▶ **Work instructions**
Copy the rows verbatim, starting with the line that contains "target: brown soil" and continuing through the line that contains "458L28 482L644 482L644".

▶ **Data records**
========
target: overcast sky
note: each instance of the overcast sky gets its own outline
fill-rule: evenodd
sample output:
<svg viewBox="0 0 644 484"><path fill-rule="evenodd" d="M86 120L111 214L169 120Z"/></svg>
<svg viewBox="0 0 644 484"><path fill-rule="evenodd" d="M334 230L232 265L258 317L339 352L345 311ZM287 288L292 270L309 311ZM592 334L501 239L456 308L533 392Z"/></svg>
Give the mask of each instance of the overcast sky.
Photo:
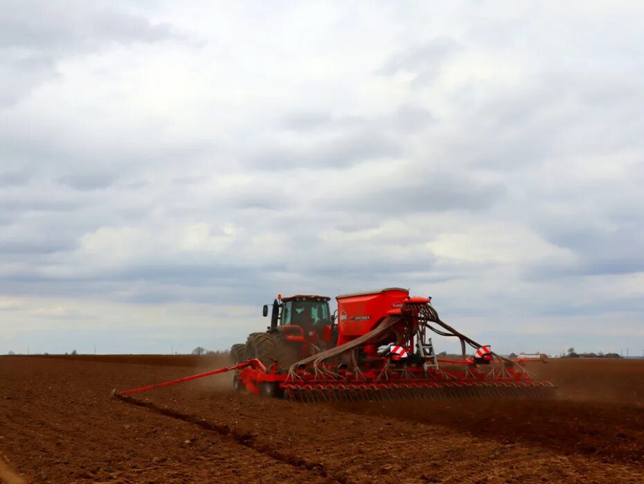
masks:
<svg viewBox="0 0 644 484"><path fill-rule="evenodd" d="M400 286L501 352L641 355L643 135L639 1L3 0L0 352Z"/></svg>

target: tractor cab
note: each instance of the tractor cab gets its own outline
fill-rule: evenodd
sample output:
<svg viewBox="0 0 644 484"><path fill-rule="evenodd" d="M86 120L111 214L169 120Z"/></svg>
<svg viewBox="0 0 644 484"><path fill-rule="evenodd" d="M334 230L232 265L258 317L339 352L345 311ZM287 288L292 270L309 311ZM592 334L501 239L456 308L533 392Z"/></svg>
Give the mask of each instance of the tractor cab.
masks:
<svg viewBox="0 0 644 484"><path fill-rule="evenodd" d="M323 296L292 296L282 300L280 325L295 325L314 329L331 324L330 298Z"/></svg>
<svg viewBox="0 0 644 484"><path fill-rule="evenodd" d="M334 346L337 339L335 318L329 310L330 298L325 296L296 294L273 303L269 330L283 335L287 341L302 344L301 354L306 356L311 346L318 348ZM264 316L268 315L268 305Z"/></svg>
<svg viewBox="0 0 644 484"><path fill-rule="evenodd" d="M326 296L297 294L282 298L277 296L273 302L270 329L281 326L301 326L303 329L315 329L330 326L334 318L329 310ZM268 316L268 305L264 305L264 316Z"/></svg>

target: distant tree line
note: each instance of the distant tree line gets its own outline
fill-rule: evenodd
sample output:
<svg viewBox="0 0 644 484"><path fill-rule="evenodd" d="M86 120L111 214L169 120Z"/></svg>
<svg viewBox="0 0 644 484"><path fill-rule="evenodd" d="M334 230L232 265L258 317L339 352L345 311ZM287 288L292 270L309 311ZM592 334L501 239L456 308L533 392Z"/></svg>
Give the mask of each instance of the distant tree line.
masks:
<svg viewBox="0 0 644 484"><path fill-rule="evenodd" d="M203 346L197 346L190 352L190 355L228 355L228 350L206 350Z"/></svg>
<svg viewBox="0 0 644 484"><path fill-rule="evenodd" d="M574 348L568 348L567 358L621 358L622 357L618 353L605 353L600 351L597 353L578 353L575 351Z"/></svg>

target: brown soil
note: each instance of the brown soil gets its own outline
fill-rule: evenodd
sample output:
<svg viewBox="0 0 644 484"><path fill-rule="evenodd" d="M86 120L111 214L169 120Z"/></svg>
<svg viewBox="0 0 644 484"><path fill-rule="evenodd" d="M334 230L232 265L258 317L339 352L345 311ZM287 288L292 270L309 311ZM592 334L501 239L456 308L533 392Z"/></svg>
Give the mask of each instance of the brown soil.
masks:
<svg viewBox="0 0 644 484"><path fill-rule="evenodd" d="M0 458L28 482L644 482L644 361L532 366L551 401L307 405L226 374L129 404L111 388L229 362L73 358L0 357Z"/></svg>

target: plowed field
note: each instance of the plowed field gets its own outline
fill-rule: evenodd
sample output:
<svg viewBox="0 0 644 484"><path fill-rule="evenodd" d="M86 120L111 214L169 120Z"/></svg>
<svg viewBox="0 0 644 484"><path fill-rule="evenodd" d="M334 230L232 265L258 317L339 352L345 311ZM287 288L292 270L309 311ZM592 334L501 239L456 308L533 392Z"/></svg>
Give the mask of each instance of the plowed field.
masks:
<svg viewBox="0 0 644 484"><path fill-rule="evenodd" d="M227 361L0 357L8 483L644 482L644 360L555 360L550 401L304 404L231 375L110 399Z"/></svg>

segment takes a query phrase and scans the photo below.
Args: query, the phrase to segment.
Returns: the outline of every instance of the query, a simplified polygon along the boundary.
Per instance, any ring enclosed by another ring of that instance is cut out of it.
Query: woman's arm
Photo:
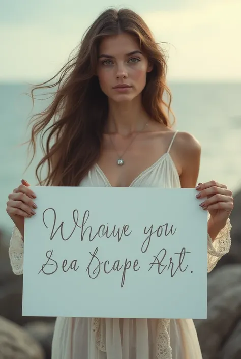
========
▶ **Response**
target: brown soil
note: each instance of the brown soil gets its own outline
fill-rule: evenodd
sample output:
<svg viewBox="0 0 644 484"><path fill-rule="evenodd" d="M86 120L111 214L169 120Z"/></svg>
<svg viewBox="0 0 644 484"><path fill-rule="evenodd" d="M334 230L232 265L258 317L339 352L345 311ZM287 288L292 270L309 311ZM592 334L501 239L456 308L533 392Z"/></svg>
Give the mask of each instance of the brown soil.
masks:
<svg viewBox="0 0 644 484"><path fill-rule="evenodd" d="M0 458L28 482L644 482L644 361L532 366L551 401L307 405L226 374L129 404L111 388L229 362L73 358L0 357Z"/></svg>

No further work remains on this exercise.